[Point localization data]
---*---
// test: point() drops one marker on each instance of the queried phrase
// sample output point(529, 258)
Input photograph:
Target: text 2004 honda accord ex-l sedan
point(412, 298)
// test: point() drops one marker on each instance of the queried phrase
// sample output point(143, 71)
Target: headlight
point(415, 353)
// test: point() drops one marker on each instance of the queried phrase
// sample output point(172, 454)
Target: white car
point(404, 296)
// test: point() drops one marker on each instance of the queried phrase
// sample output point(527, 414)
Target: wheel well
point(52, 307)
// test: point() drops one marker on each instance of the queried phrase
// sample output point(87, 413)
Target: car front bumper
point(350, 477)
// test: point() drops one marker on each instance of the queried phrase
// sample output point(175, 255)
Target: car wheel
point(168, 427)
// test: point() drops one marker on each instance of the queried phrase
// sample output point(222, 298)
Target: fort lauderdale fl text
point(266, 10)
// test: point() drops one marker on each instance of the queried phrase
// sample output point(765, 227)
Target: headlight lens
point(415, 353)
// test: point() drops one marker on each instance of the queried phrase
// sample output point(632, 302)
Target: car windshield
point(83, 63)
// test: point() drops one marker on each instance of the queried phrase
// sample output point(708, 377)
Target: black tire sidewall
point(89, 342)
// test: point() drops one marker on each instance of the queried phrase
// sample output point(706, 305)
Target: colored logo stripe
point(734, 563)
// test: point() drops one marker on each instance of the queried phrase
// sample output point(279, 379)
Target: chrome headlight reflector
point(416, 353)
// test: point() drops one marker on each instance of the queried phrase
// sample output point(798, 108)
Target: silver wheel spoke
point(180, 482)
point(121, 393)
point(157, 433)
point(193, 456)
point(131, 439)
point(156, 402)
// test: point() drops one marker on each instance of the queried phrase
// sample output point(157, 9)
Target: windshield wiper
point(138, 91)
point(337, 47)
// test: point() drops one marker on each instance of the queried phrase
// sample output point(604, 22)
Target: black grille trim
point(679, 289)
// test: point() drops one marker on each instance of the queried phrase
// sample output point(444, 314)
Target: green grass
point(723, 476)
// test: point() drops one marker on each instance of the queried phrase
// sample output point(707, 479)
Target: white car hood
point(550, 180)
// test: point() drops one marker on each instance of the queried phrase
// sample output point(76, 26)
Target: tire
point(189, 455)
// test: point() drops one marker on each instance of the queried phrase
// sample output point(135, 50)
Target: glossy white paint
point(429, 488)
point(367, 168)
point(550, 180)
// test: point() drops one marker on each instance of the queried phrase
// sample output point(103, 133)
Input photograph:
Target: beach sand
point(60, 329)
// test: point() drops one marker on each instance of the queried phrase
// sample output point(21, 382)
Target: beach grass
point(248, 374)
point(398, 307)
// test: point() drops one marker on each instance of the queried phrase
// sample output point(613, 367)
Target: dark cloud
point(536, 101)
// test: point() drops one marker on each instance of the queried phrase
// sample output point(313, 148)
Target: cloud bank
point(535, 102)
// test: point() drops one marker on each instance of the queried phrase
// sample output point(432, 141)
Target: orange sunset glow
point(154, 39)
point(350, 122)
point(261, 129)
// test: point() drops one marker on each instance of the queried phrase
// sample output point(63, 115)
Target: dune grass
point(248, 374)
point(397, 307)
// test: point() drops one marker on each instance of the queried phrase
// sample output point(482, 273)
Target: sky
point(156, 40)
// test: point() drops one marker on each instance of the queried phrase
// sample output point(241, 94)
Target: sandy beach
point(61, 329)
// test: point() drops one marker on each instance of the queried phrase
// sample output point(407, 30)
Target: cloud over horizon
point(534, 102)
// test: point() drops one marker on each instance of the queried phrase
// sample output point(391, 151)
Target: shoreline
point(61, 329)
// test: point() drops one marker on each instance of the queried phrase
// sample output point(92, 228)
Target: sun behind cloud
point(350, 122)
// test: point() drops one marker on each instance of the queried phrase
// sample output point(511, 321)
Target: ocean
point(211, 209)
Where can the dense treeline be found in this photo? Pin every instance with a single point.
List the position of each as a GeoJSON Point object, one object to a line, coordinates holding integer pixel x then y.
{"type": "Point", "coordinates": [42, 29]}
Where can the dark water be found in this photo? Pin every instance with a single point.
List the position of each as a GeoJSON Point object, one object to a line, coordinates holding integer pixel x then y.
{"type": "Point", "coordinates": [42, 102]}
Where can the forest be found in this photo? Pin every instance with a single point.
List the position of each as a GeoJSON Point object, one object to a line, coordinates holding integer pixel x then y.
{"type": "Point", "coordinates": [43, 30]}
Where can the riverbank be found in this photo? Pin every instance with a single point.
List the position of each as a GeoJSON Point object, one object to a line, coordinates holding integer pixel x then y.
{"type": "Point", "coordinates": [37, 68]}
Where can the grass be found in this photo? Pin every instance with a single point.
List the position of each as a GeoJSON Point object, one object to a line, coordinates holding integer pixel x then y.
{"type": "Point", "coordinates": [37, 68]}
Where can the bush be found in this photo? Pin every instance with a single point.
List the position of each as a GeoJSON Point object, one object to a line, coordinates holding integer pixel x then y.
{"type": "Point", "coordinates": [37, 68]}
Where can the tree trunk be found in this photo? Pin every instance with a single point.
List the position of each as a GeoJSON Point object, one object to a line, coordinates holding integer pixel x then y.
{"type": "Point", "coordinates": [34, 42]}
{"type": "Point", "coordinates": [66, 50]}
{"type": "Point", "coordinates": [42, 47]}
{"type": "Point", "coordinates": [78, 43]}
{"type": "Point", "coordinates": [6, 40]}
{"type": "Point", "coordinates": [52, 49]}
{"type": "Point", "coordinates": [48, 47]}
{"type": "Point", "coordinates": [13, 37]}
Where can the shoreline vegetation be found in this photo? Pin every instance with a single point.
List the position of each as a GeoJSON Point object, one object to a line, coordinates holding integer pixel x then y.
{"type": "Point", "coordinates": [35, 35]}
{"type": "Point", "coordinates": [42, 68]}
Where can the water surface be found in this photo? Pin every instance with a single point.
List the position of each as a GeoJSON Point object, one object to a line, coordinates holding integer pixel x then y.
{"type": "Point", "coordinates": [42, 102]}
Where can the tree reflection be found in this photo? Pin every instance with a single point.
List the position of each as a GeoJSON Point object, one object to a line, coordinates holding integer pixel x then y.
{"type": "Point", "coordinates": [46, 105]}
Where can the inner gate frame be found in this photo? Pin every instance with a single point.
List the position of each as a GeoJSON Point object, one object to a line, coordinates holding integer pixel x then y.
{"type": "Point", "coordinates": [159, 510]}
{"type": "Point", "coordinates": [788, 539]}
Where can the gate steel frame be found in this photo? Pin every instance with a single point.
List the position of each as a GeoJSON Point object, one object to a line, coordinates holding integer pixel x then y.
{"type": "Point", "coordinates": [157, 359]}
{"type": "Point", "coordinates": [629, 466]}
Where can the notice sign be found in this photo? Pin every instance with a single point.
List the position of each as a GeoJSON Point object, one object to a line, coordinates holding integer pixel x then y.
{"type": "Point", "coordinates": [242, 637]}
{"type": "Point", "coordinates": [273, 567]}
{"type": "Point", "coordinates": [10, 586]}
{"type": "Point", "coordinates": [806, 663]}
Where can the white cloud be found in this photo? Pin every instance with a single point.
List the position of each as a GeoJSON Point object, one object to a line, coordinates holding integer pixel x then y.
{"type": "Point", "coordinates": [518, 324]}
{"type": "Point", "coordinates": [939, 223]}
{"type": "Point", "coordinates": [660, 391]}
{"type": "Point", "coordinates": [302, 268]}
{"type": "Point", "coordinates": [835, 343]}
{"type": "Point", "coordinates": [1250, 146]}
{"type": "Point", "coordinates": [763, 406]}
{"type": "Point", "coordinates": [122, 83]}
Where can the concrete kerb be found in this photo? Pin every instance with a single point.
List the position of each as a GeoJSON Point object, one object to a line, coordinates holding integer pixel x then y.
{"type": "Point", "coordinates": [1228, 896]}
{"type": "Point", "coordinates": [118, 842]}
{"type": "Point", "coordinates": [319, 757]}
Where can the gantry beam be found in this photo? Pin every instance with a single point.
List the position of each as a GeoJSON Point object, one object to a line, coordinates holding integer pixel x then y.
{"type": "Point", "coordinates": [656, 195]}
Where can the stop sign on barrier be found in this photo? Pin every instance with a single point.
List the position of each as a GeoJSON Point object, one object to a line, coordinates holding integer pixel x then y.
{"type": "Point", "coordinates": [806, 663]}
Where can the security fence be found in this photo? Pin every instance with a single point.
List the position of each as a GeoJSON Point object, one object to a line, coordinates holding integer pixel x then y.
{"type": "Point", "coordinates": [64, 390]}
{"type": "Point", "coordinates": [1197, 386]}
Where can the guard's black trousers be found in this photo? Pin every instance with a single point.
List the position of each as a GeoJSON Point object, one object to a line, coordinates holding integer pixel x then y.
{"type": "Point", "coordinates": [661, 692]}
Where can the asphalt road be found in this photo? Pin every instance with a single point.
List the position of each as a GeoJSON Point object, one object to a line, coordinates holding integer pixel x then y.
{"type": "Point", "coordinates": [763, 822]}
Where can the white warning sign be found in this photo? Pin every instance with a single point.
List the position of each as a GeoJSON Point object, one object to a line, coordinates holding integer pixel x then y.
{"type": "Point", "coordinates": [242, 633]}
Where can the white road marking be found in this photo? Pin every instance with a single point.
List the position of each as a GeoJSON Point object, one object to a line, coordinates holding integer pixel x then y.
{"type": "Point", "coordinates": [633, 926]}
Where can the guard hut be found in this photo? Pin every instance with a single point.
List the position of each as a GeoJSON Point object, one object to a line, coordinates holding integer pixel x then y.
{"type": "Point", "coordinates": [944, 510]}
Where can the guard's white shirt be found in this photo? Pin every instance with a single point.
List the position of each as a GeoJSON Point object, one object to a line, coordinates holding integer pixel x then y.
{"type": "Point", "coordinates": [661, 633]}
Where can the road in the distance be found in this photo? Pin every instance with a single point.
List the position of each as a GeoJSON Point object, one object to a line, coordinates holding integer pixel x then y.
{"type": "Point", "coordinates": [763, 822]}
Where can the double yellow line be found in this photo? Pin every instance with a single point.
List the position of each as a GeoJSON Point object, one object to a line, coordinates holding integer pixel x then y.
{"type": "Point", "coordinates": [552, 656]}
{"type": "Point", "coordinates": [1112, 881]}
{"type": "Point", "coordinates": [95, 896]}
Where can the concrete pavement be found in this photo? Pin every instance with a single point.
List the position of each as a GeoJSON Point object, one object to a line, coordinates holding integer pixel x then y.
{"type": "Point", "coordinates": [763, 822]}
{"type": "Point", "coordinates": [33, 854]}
---*---
## PROMPT
Copy out each line of the entries where the word "water" is found.

## FINISHED EXERCISE
Where can the dark water be found in this photo? Pin every instance with a single point.
Where can the water surface be found in this photo? Pin every instance with a single point.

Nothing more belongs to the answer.